- Born: October 10, 1945 (age 80)
- Education: University of California, Davis (B.S., 1967) University of California, Davis (M.S., 1969) Harvard University (Ph.D., 1975)
- Occupation: Professor of plant biology
- Employer: University of California, Berkeley
- Organization: Department of Plant & Microbial Biology
- Awards: Distinguished Teaching Award - UC Berkeley - 1996

= Lewis J. Feldman =

American botanist

Lewis Jeffrey Feldman (born October 10, 1945) is a professor of plant biology at the University of California, Berkeley, Director of the University of California Botanical Garden and previously Associate Dean for Academic Affairs in the College of Natural Resources. He is in the Department of Plant and Microbial Biology. Feldman has taught at Berkeley since 1978. He received Berkeley's Distinguished Teaching Award in 1996. Feldman's research focuses on regulation of development in meristems/stem cells, root gravitropism, and redox regulation of plant development.

After graduating in 1963 from Sunset High School in Hayward, California, Feldman attended the University of California, Davis, earning a B.S. in 1967, then an M.S. in 1969, both in Botany. He received a Ph.D. in biology from Harvard University in 1975.

Feldman is a fellow of the California Academy of Sciences.

==Honors and awards==
- The Jeanette Siron Pelton Award - 1980
- CNR Teaching Award - College of Natural Resources - 1992
- Distinguished Teaching Award - University of California, Berkeley - 1996
- Outstanding Mentorship of Graduate Student Instructors - 1999

==Selected research papers==
- Feldman, Lewis J. (1976). "The Isolation and Culture in Vitro of the Quiescent Center of Zea mays"
- Jiang, Keni (2005). "Regulation of Root Apical Meristem Development"

Exercise description:
Copy the Lewis J. Feldman text starting with "American botanist" and going on through "of plant development.", switching "Botanical Garden" to "Herbarium".

Data extracts:
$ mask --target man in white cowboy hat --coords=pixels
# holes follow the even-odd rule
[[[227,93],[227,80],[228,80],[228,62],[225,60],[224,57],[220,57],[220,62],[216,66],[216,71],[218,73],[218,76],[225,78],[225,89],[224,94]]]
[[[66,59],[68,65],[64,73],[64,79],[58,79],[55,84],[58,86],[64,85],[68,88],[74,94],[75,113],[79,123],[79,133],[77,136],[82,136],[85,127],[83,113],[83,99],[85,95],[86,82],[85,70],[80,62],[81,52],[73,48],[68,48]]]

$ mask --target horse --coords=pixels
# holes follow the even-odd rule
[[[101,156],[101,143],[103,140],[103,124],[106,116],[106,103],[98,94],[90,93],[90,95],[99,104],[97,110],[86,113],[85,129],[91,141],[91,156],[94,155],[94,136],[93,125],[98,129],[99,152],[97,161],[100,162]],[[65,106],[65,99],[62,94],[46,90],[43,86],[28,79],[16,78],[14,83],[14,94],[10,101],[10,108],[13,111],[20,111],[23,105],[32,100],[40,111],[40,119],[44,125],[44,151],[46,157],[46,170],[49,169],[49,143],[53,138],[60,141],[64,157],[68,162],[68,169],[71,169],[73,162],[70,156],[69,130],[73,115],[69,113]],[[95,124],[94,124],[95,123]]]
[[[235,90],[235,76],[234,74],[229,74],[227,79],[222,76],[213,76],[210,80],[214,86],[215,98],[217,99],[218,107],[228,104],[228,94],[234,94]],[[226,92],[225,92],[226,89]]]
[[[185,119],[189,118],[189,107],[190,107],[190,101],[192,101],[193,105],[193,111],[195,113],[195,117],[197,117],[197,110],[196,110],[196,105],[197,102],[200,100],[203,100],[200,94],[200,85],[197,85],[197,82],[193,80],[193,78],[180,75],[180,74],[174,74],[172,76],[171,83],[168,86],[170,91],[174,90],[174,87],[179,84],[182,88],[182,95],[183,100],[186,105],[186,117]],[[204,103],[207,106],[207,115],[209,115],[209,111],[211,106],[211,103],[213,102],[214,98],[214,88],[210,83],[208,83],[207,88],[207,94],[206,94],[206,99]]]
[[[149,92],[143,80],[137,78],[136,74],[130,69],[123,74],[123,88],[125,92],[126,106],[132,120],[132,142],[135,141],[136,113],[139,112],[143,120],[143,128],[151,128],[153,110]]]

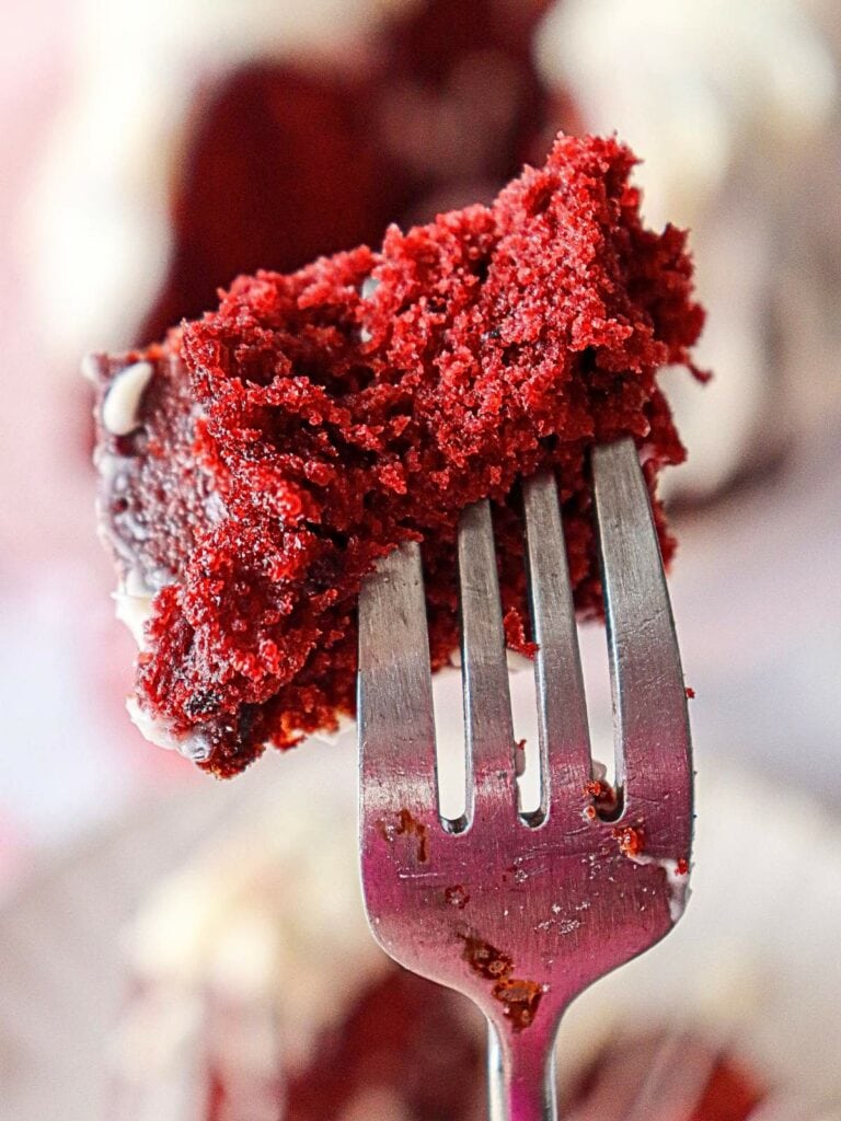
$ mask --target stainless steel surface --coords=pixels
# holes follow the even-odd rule
[[[437,807],[435,730],[417,545],[360,599],[360,844],[369,920],[406,967],[465,993],[491,1031],[499,1121],[555,1117],[561,1017],[589,984],[680,917],[692,790],[686,700],[650,510],[630,442],[593,458],[622,806],[603,819],[590,777],[575,631],[552,511],[527,488],[544,813],[517,813],[490,517],[466,511],[459,557],[463,692],[473,758],[465,819]],[[641,846],[641,849],[639,849]],[[639,849],[639,851],[637,851]],[[499,1054],[497,1055],[497,1046]]]

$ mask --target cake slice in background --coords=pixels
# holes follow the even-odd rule
[[[295,781],[278,781],[290,763]],[[146,899],[124,939],[130,983],[112,1046],[115,1119],[145,1121],[153,1102],[156,1121],[484,1117],[481,1017],[400,970],[366,928],[353,768],[322,745],[279,763],[268,784],[246,780],[238,823],[218,830]],[[703,859],[675,934],[681,944],[639,958],[629,978],[618,971],[594,985],[562,1026],[565,1117],[618,1121],[649,1093],[656,1112],[646,1115],[658,1121],[745,1121],[760,1101],[841,1088],[825,1063],[832,1040],[819,1026],[831,994],[820,1008],[825,982],[803,983],[832,935],[804,941],[805,911],[786,933],[784,898],[765,905],[801,874],[803,853],[828,823],[733,773],[702,779],[699,804]],[[732,854],[747,851],[764,813],[786,839],[773,869],[754,870],[751,890],[765,904],[756,912],[734,906],[723,926],[723,901],[743,874]],[[834,883],[841,868],[825,853],[813,873],[810,886],[815,877]],[[774,928],[763,942],[766,921]],[[800,979],[778,970],[797,944]],[[155,1096],[161,1087],[166,1099]],[[792,1104],[779,1115],[801,1114]]]

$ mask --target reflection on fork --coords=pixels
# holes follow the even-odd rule
[[[487,502],[459,529],[466,812],[441,817],[419,549],[360,597],[360,843],[371,928],[407,969],[489,1022],[490,1109],[555,1117],[554,1041],[590,983],[664,937],[686,896],[686,697],[648,494],[630,441],[593,453],[617,729],[616,802],[594,780],[555,481],[524,484],[540,808],[517,799]]]

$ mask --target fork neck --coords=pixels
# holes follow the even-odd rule
[[[489,1121],[557,1121],[555,1036],[506,1032],[488,1023]]]

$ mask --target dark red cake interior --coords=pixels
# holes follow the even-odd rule
[[[241,277],[164,348],[103,362],[103,396],[127,362],[155,364],[138,429],[101,430],[123,465],[102,507],[123,571],[158,591],[140,705],[203,767],[234,773],[353,711],[360,583],[400,540],[423,541],[445,663],[455,528],[483,497],[527,651],[516,483],[539,467],[577,606],[599,609],[586,451],[634,435],[654,491],[683,458],[656,373],[688,362],[702,323],[684,235],[643,228],[632,164],[616,140],[561,138],[491,207]]]

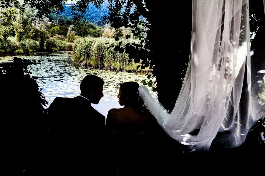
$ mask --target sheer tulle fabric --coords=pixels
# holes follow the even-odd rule
[[[256,93],[263,87],[251,82],[248,8],[246,0],[193,1],[189,64],[170,114],[139,88],[168,135],[194,150],[207,151],[212,142],[239,146],[265,114]]]

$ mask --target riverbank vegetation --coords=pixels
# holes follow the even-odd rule
[[[106,5],[101,11],[93,4],[90,6],[87,10],[97,9],[92,11],[97,16],[108,12]],[[63,6],[63,13],[52,13],[48,18],[42,18],[38,16],[36,9],[29,5],[23,10],[15,6],[3,9],[9,18],[4,18],[3,13],[0,14],[0,54],[72,51],[72,61],[82,67],[130,72],[150,71],[149,67],[141,69],[140,63],[131,62],[127,53],[115,48],[118,45],[139,44],[145,33],[136,37],[133,28],[97,25],[95,23],[100,21],[91,18],[93,15],[77,22],[69,13],[70,7],[64,4]],[[100,20],[102,18],[103,16]],[[90,18],[93,22],[87,21]],[[127,36],[129,40],[126,39]],[[116,41],[115,38],[120,39]]]

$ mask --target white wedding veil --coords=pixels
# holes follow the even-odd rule
[[[249,8],[247,0],[193,1],[189,63],[171,114],[139,89],[168,134],[193,150],[208,151],[212,142],[239,145],[265,114],[256,93],[262,82],[251,83]]]

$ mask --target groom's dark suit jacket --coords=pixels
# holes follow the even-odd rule
[[[103,161],[105,117],[89,100],[57,97],[47,112],[47,151],[52,163],[91,165],[92,161],[96,167]]]

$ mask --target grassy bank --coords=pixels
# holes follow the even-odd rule
[[[140,40],[133,39],[128,40],[131,43],[139,43]],[[90,66],[100,69],[126,72],[148,72],[150,70],[148,68],[137,69],[140,63],[136,63],[133,62],[130,63],[128,54],[124,52],[122,53],[115,51],[115,45],[118,45],[119,41],[114,38],[100,37],[79,38],[74,42],[72,54],[73,61],[82,66]],[[127,43],[125,41],[122,45],[125,45]],[[107,48],[110,45],[113,45],[108,50]]]
[[[45,41],[43,48],[40,48],[38,41],[27,39],[20,42],[15,37],[9,37],[5,46],[0,45],[0,54],[21,54],[37,51],[56,52],[60,51],[72,51],[72,43],[66,41],[50,38]]]

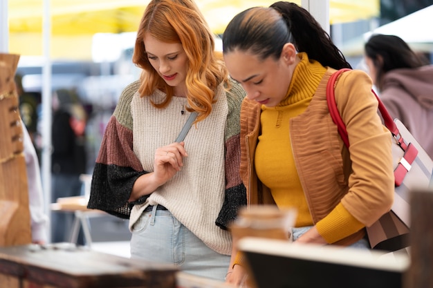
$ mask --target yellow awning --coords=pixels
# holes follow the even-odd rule
[[[196,0],[211,29],[222,33],[238,12],[275,0]],[[294,1],[301,4],[301,0]],[[89,59],[97,32],[136,31],[149,0],[50,0],[53,58]],[[43,0],[10,0],[10,48],[22,55],[42,54]],[[331,24],[377,17],[379,0],[330,0]]]

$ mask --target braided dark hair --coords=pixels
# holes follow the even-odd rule
[[[268,8],[252,8],[233,18],[223,35],[223,52],[250,50],[261,59],[281,55],[286,43],[324,66],[351,68],[325,30],[305,9],[279,1]]]

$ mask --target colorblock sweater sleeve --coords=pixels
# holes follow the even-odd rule
[[[232,83],[227,92],[228,115],[225,124],[225,194],[224,202],[215,224],[227,229],[237,214],[240,207],[246,205],[246,191],[239,174],[241,162],[240,111],[245,91],[241,86]]]
[[[92,177],[88,208],[127,219],[128,200],[142,169],[132,147],[131,101],[138,88],[136,81],[122,92],[105,130]],[[138,201],[143,202],[145,199]]]

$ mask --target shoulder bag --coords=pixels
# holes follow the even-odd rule
[[[340,69],[334,73],[326,86],[329,113],[347,148],[349,146],[347,131],[337,108],[334,89],[338,77],[350,70]],[[417,189],[432,188],[433,161],[403,124],[398,119],[393,120],[380,99],[372,92],[378,99],[385,126],[393,138],[395,189],[391,211],[366,229],[371,248],[395,251],[409,247],[410,192]]]

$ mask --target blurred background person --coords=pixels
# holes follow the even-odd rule
[[[86,173],[86,112],[77,94],[70,90],[57,90],[53,97],[53,153],[51,155],[51,202],[59,198],[81,195],[80,175]],[[51,242],[68,242],[74,215],[52,213]],[[82,232],[77,244],[84,244]]]
[[[433,158],[433,65],[394,35],[374,35],[365,46],[368,73],[393,118]]]

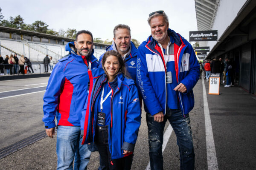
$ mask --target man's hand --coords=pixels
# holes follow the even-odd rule
[[[126,150],[124,150],[124,153],[123,153],[123,155],[126,154],[130,152],[131,152],[131,151],[129,151]]]
[[[180,83],[176,87],[173,89],[175,91],[179,91],[181,93],[186,92],[186,88],[183,84]]]
[[[154,120],[158,122],[160,122],[163,121],[163,112],[157,113],[154,115]]]
[[[46,134],[49,137],[53,138],[53,135],[54,135],[54,130],[55,128],[52,128],[49,129],[45,129]]]

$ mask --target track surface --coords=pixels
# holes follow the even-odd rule
[[[56,169],[56,136],[53,139],[44,138],[42,132],[44,130],[42,98],[48,79],[0,81],[0,153],[4,148],[15,148],[24,141],[28,144],[25,147],[0,159],[1,169]],[[208,83],[204,82],[207,94],[204,99],[206,97],[208,102],[210,122],[205,119],[206,103],[201,80],[194,88],[195,105],[189,113],[195,169],[256,169],[256,97],[237,87],[224,88],[223,85],[221,85],[221,95],[209,95]],[[206,134],[209,122],[211,123],[213,139],[210,141],[207,141],[209,133]],[[166,130],[168,126],[169,123],[166,123]],[[167,133],[166,134],[169,136]],[[31,142],[32,136],[36,138],[38,135],[41,135],[42,139],[33,139],[37,142]],[[174,133],[170,133],[169,138],[166,140],[163,152],[164,168],[179,169],[179,154]],[[209,157],[212,148],[209,149],[207,145],[212,144],[217,167],[211,164],[212,161],[209,161],[209,159],[212,160],[212,158]],[[149,161],[148,147],[147,127],[143,111],[132,170],[146,169]],[[99,154],[93,153],[87,169],[96,170],[98,166]]]

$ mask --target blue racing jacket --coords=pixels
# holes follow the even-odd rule
[[[174,61],[177,84],[182,83],[187,91],[178,92],[180,106],[183,114],[194,107],[192,89],[199,78],[200,65],[192,46],[185,39],[169,29],[168,35],[174,44]],[[139,47],[137,57],[137,82],[139,91],[144,100],[145,111],[154,115],[166,108],[166,68],[161,48],[152,36]]]
[[[113,43],[111,46],[108,47],[106,49],[106,51],[111,50],[116,51],[116,47],[113,48],[113,45],[115,45],[114,42],[113,41]],[[137,60],[137,48],[134,45],[134,44],[131,41],[131,53],[128,55],[128,56],[125,57],[124,59],[125,63],[125,67],[126,70],[129,73],[131,78],[134,81],[136,81],[136,60]],[[102,60],[104,54],[103,54],[99,57],[99,68],[102,68],[101,61]]]
[[[94,105],[96,99],[100,96],[99,92],[103,88],[102,84],[107,83],[105,74],[99,77],[97,76],[99,70],[93,71],[91,71],[92,76],[90,77],[93,81],[90,79],[90,83],[93,82],[93,88],[90,89],[87,103],[82,110],[81,134],[84,136],[82,144],[94,142],[98,114],[97,107]],[[112,159],[132,153],[141,117],[139,94],[134,81],[123,76],[122,74],[118,74],[117,76],[117,86],[112,89],[111,119],[108,125],[108,143]],[[91,85],[90,84],[90,88]],[[123,150],[131,152],[123,155]]]
[[[56,116],[57,125],[80,125],[81,111],[88,95],[89,82],[88,70],[97,68],[97,59],[89,57],[89,63],[76,54],[72,48],[74,42],[69,42],[66,51],[68,56],[60,60],[53,68],[44,96],[44,117],[46,128],[55,127]]]

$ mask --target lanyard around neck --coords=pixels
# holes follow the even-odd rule
[[[102,89],[102,96],[100,98],[100,110],[101,111],[102,111],[103,110],[103,103],[107,99],[107,98],[110,95],[110,94],[112,93],[112,90],[111,89],[110,91],[107,94],[107,96],[105,97],[104,99],[103,99],[103,94],[104,94],[104,87],[105,86],[103,86],[103,89]]]

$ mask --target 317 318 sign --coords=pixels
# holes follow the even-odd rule
[[[209,94],[220,94],[220,74],[211,73],[209,78]]]

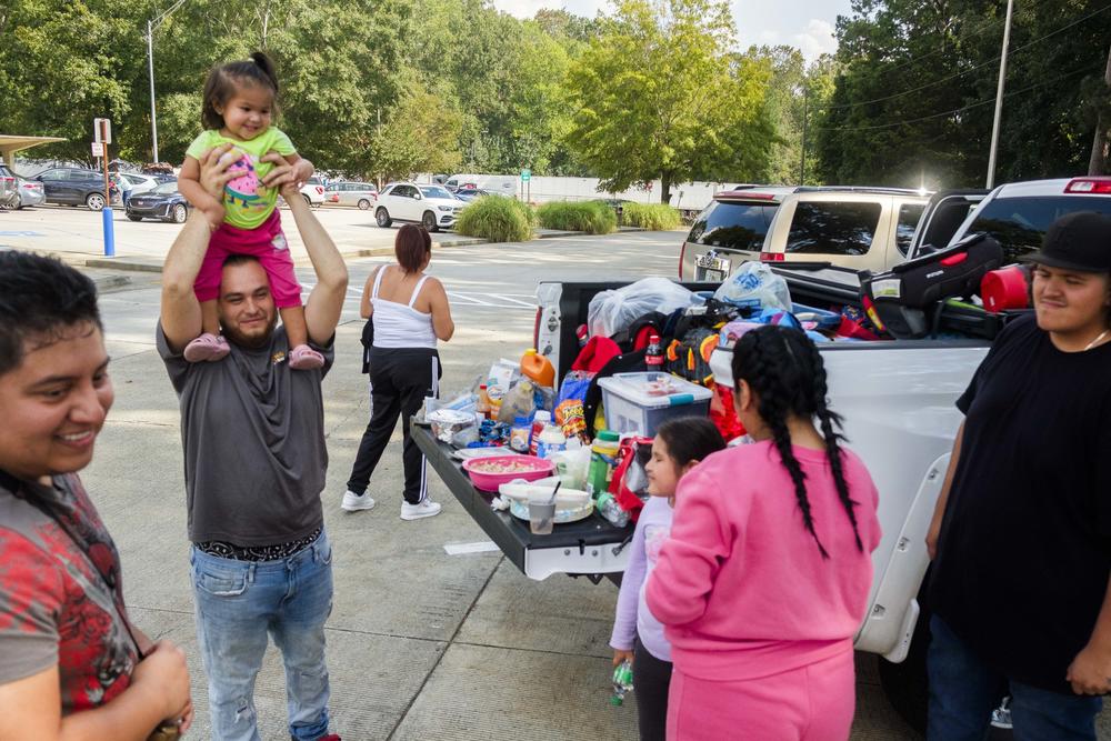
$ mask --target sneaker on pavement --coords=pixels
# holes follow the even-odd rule
[[[441,507],[433,502],[431,499],[426,499],[420,504],[410,504],[409,502],[401,502],[401,519],[402,520],[420,520],[421,518],[430,518],[433,514],[440,513]]]
[[[348,512],[358,512],[359,510],[369,510],[374,507],[373,498],[366,491],[361,494],[357,494],[353,491],[348,491],[343,494],[343,503],[340,504]]]

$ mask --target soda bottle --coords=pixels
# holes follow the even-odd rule
[[[598,495],[598,503],[594,505],[598,509],[598,513],[601,514],[605,520],[618,528],[623,528],[629,524],[629,513],[621,509],[618,504],[618,500],[613,498],[613,494],[605,492]]]
[[[650,371],[663,369],[663,348],[660,347],[659,334],[650,334],[648,337],[648,347],[644,349],[644,364],[648,366],[648,370]]]
[[[611,705],[624,703],[624,695],[632,690],[632,663],[625,659],[613,669],[613,697]]]

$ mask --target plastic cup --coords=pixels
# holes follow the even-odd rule
[[[534,535],[550,535],[556,520],[556,502],[529,502],[529,530]]]

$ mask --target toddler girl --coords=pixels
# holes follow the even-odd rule
[[[668,739],[844,741],[880,542],[875,487],[840,445],[805,334],[752,330],[732,371],[754,442],[682,480],[645,589],[672,645]]]
[[[632,537],[629,567],[621,579],[613,621],[613,665],[632,661],[641,741],[663,741],[671,682],[671,645],[663,625],[644,607],[644,582],[655,568],[671,530],[671,500],[679,480],[700,460],[724,449],[718,428],[705,418],[684,417],[661,424],[648,463],[648,493]]]
[[[276,208],[278,188],[264,182],[274,167],[263,161],[270,152],[277,152],[293,166],[297,182],[312,174],[312,164],[298,156],[289,137],[270,126],[277,98],[273,63],[260,51],[249,60],[213,69],[204,83],[201,121],[207,130],[189,146],[178,176],[181,194],[203,211],[214,228],[193,286],[201,303],[203,333],[186,346],[184,357],[190,362],[219,360],[228,354],[228,341],[220,336],[217,298],[224,260],[231,253],[243,253],[258,258],[270,279],[274,306],[292,348],[290,368],[306,370],[324,363],[323,356],[308,344],[301,287]],[[238,177],[224,187],[221,202],[204,190],[199,179],[200,159],[222,144],[232,146],[224,157],[237,158],[231,171]]]

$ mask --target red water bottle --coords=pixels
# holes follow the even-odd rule
[[[663,348],[660,347],[660,336],[650,334],[644,349],[644,363],[650,371],[663,370]]]

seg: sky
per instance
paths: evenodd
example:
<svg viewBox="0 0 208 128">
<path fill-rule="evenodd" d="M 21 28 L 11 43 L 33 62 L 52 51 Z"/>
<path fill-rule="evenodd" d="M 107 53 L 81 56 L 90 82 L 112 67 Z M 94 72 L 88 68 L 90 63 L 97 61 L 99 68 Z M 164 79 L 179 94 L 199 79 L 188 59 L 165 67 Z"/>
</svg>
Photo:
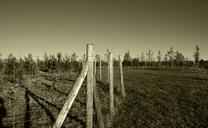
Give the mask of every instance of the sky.
<svg viewBox="0 0 208 128">
<path fill-rule="evenodd" d="M 86 44 L 104 57 L 149 49 L 163 56 L 173 46 L 193 59 L 196 45 L 208 59 L 207 0 L 1 0 L 0 53 L 83 56 Z"/>
</svg>

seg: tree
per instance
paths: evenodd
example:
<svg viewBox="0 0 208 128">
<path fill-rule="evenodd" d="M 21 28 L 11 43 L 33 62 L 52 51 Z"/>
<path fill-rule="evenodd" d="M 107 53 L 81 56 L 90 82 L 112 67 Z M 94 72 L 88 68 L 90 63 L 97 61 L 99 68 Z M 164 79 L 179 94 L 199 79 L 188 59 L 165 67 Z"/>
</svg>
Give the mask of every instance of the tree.
<svg viewBox="0 0 208 128">
<path fill-rule="evenodd" d="M 173 50 L 173 47 L 170 47 L 170 50 L 167 52 L 166 56 L 168 57 L 169 61 L 171 62 L 171 66 L 173 67 L 175 52 Z"/>
<path fill-rule="evenodd" d="M 159 63 L 159 66 L 161 67 L 162 53 L 160 50 L 158 51 L 158 54 L 157 54 L 157 61 Z"/>
<path fill-rule="evenodd" d="M 196 45 L 196 49 L 194 51 L 194 64 L 198 68 L 199 66 L 199 59 L 200 59 L 200 53 L 199 53 L 199 46 Z"/>
</svg>

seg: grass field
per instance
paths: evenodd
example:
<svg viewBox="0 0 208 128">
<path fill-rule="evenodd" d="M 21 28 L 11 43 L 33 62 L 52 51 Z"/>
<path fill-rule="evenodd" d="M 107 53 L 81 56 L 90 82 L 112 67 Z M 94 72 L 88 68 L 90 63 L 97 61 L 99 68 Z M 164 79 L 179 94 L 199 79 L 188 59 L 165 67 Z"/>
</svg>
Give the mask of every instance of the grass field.
<svg viewBox="0 0 208 128">
<path fill-rule="evenodd" d="M 114 86 L 120 85 L 119 71 L 114 69 Z M 1 97 L 7 110 L 2 122 L 13 127 L 51 127 L 70 92 L 77 74 L 47 77 L 44 75 L 26 77 L 16 84 L 15 97 L 9 100 L 9 87 L 1 82 Z M 102 83 L 98 92 L 102 102 L 104 123 L 107 127 L 109 93 L 107 72 L 103 69 Z M 127 97 L 123 104 L 116 93 L 115 128 L 205 128 L 208 127 L 208 75 L 200 70 L 179 69 L 124 69 L 124 84 Z M 53 86 L 49 86 L 49 85 Z M 85 127 L 84 82 L 72 105 L 64 127 Z M 121 97 L 121 96 L 120 96 Z M 11 102 L 9 102 L 11 101 Z M 94 116 L 96 116 L 94 114 Z M 96 119 L 94 120 L 96 122 Z"/>
<path fill-rule="evenodd" d="M 207 128 L 208 75 L 194 70 L 125 69 L 127 98 L 116 128 Z"/>
</svg>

Expected answer:
American botanist

Lewis Jeffrey Feldman (born October 10, 1945) is a professor of plant biology at the University of California, Berkeley, Director of the University of California Herbarium and previously Associate Dean for Academic Affairs in the College of Natural Resources. He is in the Department of Plant and Microbial Biology. Feldman has taught at Berkeley since 1978. He received Berkeley's Distinguished Teaching Award in 1996. Feldman's research focuses on regulation of development in meristems/stem cells, root gravitropism, and redox regulation of plant development.